# RECORDS SHOWN:

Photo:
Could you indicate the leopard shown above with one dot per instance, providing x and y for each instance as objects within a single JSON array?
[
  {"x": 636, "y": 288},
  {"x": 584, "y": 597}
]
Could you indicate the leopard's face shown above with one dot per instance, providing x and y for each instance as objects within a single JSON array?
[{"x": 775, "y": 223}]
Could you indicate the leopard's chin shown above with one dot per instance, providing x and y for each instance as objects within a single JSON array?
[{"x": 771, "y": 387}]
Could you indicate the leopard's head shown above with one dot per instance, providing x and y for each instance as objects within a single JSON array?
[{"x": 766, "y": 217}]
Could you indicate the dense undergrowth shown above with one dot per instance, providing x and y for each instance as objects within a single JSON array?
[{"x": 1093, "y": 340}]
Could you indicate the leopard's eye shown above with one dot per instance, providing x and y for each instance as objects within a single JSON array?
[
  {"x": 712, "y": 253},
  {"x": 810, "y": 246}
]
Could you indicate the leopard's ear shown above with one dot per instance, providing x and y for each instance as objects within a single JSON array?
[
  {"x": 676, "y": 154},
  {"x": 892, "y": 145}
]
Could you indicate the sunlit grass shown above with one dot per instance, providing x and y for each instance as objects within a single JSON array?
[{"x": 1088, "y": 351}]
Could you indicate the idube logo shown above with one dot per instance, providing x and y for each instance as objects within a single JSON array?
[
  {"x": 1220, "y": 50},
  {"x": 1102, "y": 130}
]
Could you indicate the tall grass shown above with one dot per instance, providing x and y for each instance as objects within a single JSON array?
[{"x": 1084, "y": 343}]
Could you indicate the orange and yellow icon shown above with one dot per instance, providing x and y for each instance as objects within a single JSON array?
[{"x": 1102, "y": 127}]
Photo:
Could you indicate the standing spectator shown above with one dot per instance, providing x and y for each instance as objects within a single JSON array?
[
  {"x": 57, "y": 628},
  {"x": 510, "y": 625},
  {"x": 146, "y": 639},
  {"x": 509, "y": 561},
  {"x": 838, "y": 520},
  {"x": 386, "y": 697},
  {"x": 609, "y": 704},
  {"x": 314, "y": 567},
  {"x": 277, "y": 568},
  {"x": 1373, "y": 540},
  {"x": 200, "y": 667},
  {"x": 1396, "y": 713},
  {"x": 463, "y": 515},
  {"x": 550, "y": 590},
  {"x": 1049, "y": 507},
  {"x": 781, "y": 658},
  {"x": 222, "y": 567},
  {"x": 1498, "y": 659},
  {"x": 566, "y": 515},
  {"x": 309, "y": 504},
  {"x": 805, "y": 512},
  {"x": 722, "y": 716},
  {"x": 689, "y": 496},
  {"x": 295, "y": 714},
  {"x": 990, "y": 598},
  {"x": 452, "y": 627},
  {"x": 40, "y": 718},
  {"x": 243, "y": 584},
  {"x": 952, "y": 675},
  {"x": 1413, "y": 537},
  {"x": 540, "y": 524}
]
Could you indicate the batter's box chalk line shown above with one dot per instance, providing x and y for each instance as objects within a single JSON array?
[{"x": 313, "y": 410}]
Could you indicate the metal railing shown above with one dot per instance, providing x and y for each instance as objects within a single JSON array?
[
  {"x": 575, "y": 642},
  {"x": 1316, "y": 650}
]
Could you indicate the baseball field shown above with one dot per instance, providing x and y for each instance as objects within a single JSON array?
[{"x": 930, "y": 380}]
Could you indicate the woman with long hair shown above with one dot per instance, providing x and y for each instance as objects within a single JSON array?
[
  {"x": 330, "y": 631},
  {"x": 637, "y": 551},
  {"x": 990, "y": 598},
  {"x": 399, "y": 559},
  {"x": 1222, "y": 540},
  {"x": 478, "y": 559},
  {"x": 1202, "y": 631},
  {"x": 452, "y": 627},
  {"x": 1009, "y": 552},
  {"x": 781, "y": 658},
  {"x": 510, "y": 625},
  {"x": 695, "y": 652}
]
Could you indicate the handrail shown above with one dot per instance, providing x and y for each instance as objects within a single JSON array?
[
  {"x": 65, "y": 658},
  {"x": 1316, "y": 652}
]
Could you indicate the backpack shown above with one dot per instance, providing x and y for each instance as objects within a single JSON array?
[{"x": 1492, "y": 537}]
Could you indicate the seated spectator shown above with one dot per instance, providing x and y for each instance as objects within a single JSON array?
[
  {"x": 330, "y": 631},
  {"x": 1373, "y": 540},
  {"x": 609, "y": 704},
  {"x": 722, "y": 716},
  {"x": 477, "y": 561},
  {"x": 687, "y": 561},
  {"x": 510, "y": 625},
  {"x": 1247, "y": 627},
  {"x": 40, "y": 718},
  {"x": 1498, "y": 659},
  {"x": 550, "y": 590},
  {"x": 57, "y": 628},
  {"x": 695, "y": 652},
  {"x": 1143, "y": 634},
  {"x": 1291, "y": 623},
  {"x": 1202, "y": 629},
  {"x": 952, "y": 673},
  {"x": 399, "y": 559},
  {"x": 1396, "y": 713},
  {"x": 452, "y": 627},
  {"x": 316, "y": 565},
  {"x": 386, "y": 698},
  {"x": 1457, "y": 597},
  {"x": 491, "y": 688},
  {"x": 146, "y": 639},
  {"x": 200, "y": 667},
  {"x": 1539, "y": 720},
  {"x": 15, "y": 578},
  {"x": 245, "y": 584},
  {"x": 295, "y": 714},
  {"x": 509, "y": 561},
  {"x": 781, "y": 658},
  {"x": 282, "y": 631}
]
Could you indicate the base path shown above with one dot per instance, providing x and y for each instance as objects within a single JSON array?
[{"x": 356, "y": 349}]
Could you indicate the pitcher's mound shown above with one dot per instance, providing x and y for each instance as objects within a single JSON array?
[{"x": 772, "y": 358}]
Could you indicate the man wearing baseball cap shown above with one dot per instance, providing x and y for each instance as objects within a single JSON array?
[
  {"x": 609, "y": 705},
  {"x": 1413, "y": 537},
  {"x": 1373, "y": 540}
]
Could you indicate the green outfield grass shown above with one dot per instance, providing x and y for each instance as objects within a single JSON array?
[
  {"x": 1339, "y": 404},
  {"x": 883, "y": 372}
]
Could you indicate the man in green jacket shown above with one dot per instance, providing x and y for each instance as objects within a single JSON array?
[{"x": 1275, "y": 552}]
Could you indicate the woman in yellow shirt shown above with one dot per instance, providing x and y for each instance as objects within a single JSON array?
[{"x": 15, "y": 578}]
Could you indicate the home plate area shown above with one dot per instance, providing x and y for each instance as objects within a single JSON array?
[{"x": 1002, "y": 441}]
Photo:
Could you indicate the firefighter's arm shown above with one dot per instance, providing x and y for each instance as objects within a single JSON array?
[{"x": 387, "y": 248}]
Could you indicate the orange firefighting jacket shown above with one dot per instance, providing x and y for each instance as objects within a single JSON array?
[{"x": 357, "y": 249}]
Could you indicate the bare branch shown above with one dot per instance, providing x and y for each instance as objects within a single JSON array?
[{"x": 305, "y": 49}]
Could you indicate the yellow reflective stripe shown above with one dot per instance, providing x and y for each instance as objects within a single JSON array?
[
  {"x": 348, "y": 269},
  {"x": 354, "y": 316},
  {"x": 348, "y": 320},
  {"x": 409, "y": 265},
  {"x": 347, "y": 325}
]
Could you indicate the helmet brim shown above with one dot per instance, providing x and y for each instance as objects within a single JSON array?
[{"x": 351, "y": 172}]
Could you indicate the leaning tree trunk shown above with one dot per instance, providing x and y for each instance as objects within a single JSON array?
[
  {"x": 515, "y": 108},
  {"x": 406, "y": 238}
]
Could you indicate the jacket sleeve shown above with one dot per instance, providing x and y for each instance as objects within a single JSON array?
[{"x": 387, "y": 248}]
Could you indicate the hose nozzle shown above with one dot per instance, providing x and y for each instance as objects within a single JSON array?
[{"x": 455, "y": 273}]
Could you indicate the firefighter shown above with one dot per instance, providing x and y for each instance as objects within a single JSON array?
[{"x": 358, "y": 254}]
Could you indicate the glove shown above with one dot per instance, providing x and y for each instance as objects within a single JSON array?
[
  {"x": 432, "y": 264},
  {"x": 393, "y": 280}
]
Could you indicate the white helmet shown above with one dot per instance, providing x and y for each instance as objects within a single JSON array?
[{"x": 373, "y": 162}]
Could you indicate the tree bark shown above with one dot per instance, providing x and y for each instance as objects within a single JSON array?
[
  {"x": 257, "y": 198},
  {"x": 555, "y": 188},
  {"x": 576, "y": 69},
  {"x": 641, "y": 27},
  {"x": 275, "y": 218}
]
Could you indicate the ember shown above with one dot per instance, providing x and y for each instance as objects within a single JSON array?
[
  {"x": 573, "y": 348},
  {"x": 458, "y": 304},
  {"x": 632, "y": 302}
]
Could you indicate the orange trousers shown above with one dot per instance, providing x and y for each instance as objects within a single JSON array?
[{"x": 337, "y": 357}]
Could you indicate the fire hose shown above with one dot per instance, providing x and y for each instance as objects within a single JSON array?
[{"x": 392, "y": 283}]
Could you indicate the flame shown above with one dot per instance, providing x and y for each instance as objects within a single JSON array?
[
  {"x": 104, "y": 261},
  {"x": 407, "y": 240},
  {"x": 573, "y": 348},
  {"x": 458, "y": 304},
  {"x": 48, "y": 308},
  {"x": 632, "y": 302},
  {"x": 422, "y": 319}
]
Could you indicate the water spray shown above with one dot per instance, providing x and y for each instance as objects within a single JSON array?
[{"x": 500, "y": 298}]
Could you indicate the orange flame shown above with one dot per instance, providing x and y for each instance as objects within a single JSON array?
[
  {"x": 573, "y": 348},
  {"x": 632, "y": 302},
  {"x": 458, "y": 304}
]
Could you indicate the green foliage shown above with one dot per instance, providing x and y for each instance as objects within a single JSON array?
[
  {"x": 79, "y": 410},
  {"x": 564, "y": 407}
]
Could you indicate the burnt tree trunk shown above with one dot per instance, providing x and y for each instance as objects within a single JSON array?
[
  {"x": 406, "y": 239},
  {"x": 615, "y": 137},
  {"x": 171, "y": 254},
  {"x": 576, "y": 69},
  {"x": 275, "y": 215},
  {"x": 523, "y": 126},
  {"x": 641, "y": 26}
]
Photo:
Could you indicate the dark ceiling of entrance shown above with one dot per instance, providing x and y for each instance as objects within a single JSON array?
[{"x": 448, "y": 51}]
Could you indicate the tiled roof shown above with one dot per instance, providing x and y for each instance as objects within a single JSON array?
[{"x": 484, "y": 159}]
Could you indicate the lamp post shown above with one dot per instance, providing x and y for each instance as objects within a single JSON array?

# WHAT TO WORK ON:
Please copy out, word for word, the part of the records that opens with the line containing "Could you indicate the ember" and continues through the end of the records.

# WORKED SOLUTION:
Could you indicate the ember shown above with one dot per instance, providing x and y for each instance as objects within a single JSON array?
[
  {"x": 573, "y": 348},
  {"x": 458, "y": 304},
  {"x": 632, "y": 302}
]
Could you indicate the orange trousers shown above with one dot per instance, providing x and y for each instance as objects within a single JSON array?
[{"x": 337, "y": 357}]
Could you indicate the fire hose shown above with one dot per instance, providing x and y for each instance as objects within a single JSON array?
[{"x": 392, "y": 283}]
Could you indicate the flame shown above with one dot per instance, providing x and y for each instance as objects within a single JSON array?
[
  {"x": 104, "y": 261},
  {"x": 407, "y": 240},
  {"x": 573, "y": 348},
  {"x": 458, "y": 304},
  {"x": 48, "y": 308},
  {"x": 632, "y": 302},
  {"x": 422, "y": 319}
]
Could you indicate the water spray shown above with one dot per instance, providing x and y for each instance as objects within a single JSON array?
[{"x": 500, "y": 298}]
Could you indicate the orange flame shown above with one dot per instance, providing x and y for each instance as objects within a single JSON array?
[
  {"x": 573, "y": 348},
  {"x": 632, "y": 302},
  {"x": 458, "y": 304}
]
Could you indicate the green foliage shown above with one dot per instance, providing x and y for each instance as objects within a single JSON array?
[
  {"x": 79, "y": 410},
  {"x": 564, "y": 407}
]
Could you indicate the burnt tree trunk shown above with one dot per instance, providing x and y for each instance as objects within a single JSON array?
[
  {"x": 406, "y": 239},
  {"x": 615, "y": 137},
  {"x": 171, "y": 254},
  {"x": 576, "y": 69},
  {"x": 275, "y": 215},
  {"x": 523, "y": 126},
  {"x": 641, "y": 26}
]
Photo:
Could you indicate the dark ceiling of entrance shown above with one dot per instance, providing x and y for each instance as objects within a single JSON array?
[{"x": 448, "y": 51}]
Could you indicate the tiled roof shown above with one dot per instance, providing x and y for each instance as objects within a single JSON array?
[{"x": 484, "y": 159}]
Could you indicate the lamp post shown above with one dot per instance, providing x and y for each instance as objects within a single JSON array?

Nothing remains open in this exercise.